__LISTING__.
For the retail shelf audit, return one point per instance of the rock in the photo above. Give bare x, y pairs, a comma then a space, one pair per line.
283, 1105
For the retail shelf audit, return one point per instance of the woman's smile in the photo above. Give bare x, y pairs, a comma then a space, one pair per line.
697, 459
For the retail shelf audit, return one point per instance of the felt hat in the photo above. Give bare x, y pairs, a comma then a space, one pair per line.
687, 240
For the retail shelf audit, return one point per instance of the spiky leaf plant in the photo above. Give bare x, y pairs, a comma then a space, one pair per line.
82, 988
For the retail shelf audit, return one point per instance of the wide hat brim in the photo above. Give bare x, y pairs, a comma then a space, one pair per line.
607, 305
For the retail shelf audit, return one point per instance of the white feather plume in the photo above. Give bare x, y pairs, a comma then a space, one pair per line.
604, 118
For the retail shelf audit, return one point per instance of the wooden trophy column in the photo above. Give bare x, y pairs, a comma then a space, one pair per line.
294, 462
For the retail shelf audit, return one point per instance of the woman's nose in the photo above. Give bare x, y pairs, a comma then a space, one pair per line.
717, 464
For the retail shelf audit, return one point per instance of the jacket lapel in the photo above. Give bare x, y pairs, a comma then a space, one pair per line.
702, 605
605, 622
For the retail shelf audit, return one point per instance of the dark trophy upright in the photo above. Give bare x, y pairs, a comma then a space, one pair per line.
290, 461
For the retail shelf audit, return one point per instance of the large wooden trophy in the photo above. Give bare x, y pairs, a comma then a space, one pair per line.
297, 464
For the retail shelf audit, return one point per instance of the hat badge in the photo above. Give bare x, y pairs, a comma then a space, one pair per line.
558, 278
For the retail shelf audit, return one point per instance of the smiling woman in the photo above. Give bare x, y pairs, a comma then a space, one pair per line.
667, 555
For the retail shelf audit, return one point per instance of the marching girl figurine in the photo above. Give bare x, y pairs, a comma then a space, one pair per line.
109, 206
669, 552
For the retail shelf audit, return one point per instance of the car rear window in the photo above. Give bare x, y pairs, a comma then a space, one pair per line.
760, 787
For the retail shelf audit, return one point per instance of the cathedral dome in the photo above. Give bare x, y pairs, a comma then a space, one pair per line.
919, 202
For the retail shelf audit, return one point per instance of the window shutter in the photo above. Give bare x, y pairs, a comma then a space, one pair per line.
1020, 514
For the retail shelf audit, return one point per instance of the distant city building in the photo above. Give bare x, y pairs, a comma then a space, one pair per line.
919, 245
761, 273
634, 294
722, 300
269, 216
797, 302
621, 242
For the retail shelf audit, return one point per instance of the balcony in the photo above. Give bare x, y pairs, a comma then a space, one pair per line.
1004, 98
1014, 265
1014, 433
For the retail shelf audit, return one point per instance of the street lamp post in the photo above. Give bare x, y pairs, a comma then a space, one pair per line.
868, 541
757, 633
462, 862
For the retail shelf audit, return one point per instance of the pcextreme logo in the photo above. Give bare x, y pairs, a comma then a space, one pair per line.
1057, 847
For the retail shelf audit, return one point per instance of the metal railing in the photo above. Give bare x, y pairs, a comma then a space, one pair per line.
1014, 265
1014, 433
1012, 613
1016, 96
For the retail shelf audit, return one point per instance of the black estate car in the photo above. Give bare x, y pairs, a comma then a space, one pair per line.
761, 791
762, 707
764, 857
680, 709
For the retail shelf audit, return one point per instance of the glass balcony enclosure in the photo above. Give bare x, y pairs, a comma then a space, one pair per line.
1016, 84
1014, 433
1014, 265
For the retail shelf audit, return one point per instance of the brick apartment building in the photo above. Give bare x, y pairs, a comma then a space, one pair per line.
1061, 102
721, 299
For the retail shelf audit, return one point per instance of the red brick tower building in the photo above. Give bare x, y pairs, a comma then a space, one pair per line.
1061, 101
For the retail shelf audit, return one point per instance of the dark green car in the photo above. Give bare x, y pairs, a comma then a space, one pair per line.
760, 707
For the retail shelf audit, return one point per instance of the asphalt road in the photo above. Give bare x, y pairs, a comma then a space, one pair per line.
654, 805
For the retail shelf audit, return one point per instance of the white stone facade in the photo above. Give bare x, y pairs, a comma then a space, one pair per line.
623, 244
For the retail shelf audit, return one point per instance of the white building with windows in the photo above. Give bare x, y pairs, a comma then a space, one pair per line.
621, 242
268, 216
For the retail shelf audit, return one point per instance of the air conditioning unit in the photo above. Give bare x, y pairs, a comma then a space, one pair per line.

__AIM__. Begin with the line that contains "the dark green" and set down each line exactly until the records above end, including the final line.

__WRITTEN RESPONSE__.
For the retail shelf audit, return one point per instance of the dark green car in the photo above. Give bare x, y pairs, a comma then a space, one pair per line.
760, 707
For the retail shelf audit, return one point per instance of the asphalt road in the photo above. Give bare x, y pairs, a comma then a space, one pair per line.
654, 805
For the retail shelf audit, return one point per instance of the white stone facade in the photo above. Give bare x, y pairs, a comma then a space, one pair per line.
623, 244
For the retail shelf audit, return one point per instance of the white building with windows in the photo above. Give bare x, y pairs, a comma then a space, one pair per line.
621, 242
268, 216
For the retail shelf audit, return one point per instance of the air conditioning unit in the photo above. Give bare x, y pairs, a comma then a space, one pair per line.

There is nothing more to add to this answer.